-- start --

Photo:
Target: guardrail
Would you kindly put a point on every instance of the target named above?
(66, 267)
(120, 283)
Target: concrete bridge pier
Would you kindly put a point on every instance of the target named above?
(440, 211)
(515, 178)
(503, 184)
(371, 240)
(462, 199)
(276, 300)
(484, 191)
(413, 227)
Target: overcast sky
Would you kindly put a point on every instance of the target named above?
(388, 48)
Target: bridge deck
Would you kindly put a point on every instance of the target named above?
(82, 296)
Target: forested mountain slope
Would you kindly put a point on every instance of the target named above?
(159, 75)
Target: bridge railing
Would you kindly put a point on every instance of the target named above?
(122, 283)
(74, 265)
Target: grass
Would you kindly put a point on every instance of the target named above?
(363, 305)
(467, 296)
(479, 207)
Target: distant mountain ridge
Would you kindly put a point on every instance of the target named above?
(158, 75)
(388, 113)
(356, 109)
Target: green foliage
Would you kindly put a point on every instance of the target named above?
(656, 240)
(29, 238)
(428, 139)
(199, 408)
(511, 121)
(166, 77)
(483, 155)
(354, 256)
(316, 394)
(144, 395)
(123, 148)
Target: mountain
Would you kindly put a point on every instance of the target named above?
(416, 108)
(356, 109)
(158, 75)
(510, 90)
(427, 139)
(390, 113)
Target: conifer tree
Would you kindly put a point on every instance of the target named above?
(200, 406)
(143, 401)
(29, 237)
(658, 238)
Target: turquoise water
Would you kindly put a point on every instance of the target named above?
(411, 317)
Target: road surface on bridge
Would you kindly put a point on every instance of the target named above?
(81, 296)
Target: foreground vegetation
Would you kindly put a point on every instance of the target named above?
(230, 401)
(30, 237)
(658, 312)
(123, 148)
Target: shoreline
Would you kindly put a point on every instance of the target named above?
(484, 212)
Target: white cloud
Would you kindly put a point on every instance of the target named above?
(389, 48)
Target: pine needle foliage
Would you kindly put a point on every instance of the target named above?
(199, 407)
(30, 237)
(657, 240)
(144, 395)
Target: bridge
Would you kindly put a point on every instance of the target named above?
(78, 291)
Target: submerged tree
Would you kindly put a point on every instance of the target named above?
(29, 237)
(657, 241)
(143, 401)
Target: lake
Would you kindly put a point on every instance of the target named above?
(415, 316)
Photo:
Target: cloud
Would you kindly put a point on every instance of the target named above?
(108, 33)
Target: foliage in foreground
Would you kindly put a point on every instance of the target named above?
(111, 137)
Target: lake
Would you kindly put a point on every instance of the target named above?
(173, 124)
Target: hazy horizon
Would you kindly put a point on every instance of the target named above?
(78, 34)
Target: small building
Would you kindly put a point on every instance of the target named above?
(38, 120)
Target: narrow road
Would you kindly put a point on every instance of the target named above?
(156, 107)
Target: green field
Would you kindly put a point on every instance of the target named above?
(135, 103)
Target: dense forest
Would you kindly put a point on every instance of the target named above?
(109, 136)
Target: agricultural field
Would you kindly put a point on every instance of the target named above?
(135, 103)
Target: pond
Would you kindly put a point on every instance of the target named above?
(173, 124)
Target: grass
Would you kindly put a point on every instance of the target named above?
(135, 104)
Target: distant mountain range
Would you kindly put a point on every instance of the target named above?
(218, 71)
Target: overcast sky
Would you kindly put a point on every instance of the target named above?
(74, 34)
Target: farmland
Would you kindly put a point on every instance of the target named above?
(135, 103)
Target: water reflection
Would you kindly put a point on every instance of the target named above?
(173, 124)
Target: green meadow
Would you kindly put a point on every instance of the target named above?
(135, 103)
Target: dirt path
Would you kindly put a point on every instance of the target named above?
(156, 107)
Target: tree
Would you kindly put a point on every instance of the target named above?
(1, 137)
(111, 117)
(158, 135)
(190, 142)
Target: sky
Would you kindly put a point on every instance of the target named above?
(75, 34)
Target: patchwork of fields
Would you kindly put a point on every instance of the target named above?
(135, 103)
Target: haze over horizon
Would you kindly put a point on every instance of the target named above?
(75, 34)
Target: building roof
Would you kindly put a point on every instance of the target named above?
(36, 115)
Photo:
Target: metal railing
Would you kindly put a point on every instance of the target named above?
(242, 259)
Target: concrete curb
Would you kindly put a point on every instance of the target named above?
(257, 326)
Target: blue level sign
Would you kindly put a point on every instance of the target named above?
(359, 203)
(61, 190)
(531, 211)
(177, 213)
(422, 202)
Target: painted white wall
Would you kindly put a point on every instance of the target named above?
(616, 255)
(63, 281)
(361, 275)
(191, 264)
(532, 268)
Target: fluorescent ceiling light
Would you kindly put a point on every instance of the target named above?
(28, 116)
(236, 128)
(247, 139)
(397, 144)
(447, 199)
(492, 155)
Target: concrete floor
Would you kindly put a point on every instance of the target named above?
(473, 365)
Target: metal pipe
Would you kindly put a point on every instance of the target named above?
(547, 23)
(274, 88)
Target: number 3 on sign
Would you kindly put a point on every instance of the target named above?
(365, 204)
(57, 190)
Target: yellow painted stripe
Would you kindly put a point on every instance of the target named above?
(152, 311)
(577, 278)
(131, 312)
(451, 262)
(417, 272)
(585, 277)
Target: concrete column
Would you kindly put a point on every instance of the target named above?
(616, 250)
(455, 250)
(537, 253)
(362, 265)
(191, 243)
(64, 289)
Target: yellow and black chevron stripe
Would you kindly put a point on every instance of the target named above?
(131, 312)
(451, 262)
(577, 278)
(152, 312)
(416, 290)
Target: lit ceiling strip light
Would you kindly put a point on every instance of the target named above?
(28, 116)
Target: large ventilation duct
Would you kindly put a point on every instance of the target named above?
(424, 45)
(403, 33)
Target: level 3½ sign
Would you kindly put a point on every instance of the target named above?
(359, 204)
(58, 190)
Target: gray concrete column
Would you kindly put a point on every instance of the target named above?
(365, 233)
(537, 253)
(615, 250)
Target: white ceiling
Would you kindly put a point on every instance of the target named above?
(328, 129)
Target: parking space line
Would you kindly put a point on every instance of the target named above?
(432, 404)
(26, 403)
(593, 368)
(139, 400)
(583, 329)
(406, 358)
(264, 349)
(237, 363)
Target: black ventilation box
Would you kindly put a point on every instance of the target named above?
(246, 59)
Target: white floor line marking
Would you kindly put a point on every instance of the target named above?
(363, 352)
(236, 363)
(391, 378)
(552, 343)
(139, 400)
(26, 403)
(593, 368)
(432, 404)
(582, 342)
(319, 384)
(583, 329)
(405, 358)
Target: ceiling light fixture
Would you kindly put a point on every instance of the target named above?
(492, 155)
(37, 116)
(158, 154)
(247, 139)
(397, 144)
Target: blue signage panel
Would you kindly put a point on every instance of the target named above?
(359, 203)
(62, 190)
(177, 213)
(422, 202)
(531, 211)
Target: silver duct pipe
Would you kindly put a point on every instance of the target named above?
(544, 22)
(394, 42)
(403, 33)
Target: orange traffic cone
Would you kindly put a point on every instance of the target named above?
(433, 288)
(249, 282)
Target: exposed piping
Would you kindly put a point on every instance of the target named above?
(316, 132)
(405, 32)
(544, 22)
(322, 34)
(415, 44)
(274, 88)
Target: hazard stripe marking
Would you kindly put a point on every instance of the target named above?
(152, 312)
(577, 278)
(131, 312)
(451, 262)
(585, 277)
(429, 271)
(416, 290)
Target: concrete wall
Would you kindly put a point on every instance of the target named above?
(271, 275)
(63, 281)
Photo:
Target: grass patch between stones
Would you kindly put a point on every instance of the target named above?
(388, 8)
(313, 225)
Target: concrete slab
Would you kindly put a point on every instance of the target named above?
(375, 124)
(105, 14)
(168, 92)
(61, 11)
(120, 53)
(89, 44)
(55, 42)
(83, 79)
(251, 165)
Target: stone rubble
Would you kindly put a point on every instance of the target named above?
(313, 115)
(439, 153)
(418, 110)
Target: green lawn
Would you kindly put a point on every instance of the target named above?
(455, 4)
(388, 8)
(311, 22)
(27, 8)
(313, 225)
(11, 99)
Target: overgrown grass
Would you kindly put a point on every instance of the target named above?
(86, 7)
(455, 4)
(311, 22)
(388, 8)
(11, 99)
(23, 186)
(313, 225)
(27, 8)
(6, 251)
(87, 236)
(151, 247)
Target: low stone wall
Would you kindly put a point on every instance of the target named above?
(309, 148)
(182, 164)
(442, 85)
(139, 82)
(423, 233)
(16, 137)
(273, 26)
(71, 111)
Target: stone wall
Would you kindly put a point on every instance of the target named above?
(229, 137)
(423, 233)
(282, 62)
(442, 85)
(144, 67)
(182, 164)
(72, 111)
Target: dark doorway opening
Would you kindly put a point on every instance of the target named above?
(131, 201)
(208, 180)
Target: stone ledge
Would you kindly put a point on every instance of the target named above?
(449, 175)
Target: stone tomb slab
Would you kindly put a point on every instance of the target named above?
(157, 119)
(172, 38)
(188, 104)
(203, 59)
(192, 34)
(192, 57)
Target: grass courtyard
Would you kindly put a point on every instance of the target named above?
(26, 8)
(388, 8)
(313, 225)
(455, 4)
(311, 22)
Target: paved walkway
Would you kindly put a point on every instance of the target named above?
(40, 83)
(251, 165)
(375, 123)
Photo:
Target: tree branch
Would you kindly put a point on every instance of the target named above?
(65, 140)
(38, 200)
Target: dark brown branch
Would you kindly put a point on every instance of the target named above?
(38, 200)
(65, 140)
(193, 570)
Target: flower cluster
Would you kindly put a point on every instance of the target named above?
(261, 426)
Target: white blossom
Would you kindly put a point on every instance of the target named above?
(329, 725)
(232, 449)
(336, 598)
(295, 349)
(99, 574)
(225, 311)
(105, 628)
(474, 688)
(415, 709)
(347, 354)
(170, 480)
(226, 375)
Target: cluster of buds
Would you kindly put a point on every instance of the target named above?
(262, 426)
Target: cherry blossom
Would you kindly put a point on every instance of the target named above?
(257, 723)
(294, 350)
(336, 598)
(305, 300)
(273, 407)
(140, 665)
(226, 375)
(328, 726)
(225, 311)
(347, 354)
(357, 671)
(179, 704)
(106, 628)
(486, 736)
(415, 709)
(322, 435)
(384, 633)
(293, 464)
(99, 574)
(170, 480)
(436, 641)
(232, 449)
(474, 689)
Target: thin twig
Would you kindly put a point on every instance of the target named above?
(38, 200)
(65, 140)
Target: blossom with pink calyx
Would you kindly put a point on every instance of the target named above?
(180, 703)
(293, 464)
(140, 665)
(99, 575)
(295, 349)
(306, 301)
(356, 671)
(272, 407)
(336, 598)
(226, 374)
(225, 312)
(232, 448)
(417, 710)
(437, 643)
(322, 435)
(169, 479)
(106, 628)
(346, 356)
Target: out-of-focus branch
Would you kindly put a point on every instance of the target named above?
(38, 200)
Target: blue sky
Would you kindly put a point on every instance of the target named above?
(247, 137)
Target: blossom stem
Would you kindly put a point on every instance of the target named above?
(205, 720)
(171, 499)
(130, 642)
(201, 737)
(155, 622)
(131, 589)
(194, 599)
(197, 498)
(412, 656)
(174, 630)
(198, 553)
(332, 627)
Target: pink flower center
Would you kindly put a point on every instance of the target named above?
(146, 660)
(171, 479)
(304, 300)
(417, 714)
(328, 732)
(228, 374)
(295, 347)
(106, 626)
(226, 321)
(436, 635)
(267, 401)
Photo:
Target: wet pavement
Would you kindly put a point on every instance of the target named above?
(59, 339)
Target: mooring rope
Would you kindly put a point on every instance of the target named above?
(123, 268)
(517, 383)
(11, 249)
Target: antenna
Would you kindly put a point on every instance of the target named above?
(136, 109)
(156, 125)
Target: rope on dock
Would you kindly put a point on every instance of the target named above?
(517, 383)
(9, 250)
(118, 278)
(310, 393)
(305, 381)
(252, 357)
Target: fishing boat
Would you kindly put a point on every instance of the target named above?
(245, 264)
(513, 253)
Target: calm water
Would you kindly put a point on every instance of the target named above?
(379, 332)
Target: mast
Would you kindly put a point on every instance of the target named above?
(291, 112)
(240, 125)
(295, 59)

-- end --

* _SET TASK_
Take the line that contains "Target: out-of-focus branch" and every line after it through the end of the listing above, and repeat them exactly.

* _EXPECTED ANSWER_
Target: out-of-focus branch
Would you kindly put a point on every instance of the target named above?
(38, 200)
Target: blue sky
Would you kindly put a point on every instance of the target named above?
(247, 137)
Target: blossom stem
Would you kindly put a point on every instance of the target named above?
(205, 720)
(171, 499)
(130, 642)
(201, 737)
(155, 622)
(131, 589)
(194, 599)
(197, 498)
(412, 656)
(174, 630)
(198, 553)
(332, 627)
Target: pink flower center
Would you kindly put a point on every instance of the target named above?
(146, 660)
(171, 479)
(304, 300)
(417, 714)
(328, 732)
(228, 374)
(295, 347)
(106, 626)
(226, 321)
(436, 635)
(267, 401)
Photo:
Target: wet pavement
Would you kindly put a point on every instance of the target named above?
(59, 339)
Target: mooring rope
Would you kindly put a point on every instance of the target named above?
(123, 268)
(517, 383)
(11, 249)
Target: antenna
Would you kindly put a point on every instance of the target named above?
(136, 109)
(156, 125)
Target: rope on dock
Would you kindly put a point on every instance of the target named above?
(517, 383)
(9, 250)
(118, 278)
(310, 393)
(305, 381)
(252, 357)
Target: fishing boat
Would you kindly put a point on every instance of the target named above?
(245, 264)
(513, 253)
Target: calm water
Would you kindly put a point on every instance of the target named above?
(379, 332)
Target: mast
Would you kindly put a point on every instance of the target named above?
(291, 112)
(240, 125)
(295, 59)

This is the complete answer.